▶ _GIVEN TEXT_
If you examine the replica input file, you will note a fairly specific schedule which interpolates between all three non-bonded interaction keywords being zero to all being unity. Cavity formation is usually the most critical step in "growing in" a solute so most the schedule is spent building up the value for FMCSC_FEG_IPP. Note how polar interactions are only allowed to be present if the solute is sterically fully present (causes numerical instabilities otherwise). There are not many rules for creating good schedules, but any calculation should use suitable metrics (described in the literature) to identify weak portions of the schedule and refine it accordingly (since systematic errors are incredibly difficult to diagnose in FES calculations). Here, we use a 24-point schedule and consequently have 24 replicas. We do not actually wish to use the replica-exchange functionality here, and therefore disable swaps by setting their interval parameter to something longer than the simulation itself.

▶ _TASK GOAL_
Continue the passage on the 24-replica free-energy schedule, starting after its final sentence.

▶ _INFORMATION SUPPLIED_
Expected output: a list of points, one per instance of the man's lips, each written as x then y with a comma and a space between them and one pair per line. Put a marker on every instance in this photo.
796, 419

==

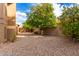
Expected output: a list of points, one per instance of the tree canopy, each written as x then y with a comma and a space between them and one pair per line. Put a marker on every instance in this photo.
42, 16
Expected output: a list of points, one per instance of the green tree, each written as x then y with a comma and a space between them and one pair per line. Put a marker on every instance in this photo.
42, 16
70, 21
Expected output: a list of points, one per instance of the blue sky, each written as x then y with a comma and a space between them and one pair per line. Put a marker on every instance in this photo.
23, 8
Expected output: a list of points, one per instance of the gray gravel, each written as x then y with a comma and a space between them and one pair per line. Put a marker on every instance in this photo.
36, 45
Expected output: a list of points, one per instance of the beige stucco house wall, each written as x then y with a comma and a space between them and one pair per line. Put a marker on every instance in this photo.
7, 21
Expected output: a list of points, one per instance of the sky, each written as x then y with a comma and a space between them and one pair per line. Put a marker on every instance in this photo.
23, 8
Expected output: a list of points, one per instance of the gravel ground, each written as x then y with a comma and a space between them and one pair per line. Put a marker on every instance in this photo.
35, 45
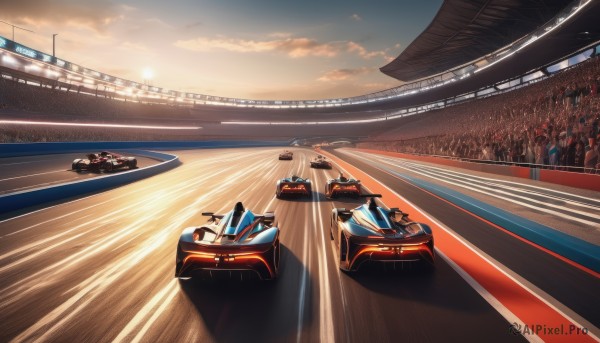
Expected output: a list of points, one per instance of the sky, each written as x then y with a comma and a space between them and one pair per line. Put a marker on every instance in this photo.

▶ _RESULT FOR THIS TASK_
Step 3 - Think about implementation / execution details that guarantee sufficient computational efficiency:

In order to actually perform any type of simulation, we have to deal withe the set of technicalities pertaining to cutoffs. Cutoffs are indispensable to almost any simulation by limiting the physical range of interactions in some (usually artificial) framework. Only then can large systems be simulated for any reasonable amount of steps or time. For the production runs, we will use plain cutoffs for steric and dispersive interactions, and the reaction-field method for electrostatic interactions. Given that the solute is neutral, this is appropriate:

FMCSC_CUTOFFMODE 3
FMCSC_NBCUTOFF 12.0
FMCSC_ELCUTOFF 12.0
FMCSC_LREL_MD 3
FMCSC_NBL_UP 5
FMCSC_GRIDDIM 8 8 8
FMCSC_GRIDMAXGPNB 512

For dynamics calculations, this corresponds to grid-based cutoffs with an update frequency for neighbor list every five steps, a single cutoff for all interactions at 12.0Å with reaction-field corrections applied to taper the electrostatic contributions to exactly zero at 12.0Å. Most settings here deal not with physical principles but with computational efficiency. However, for this type of application, some of them will have additional relevance. For instance, we choose the reaction-field method because it is compatible with free energy calculations of the type attempted here.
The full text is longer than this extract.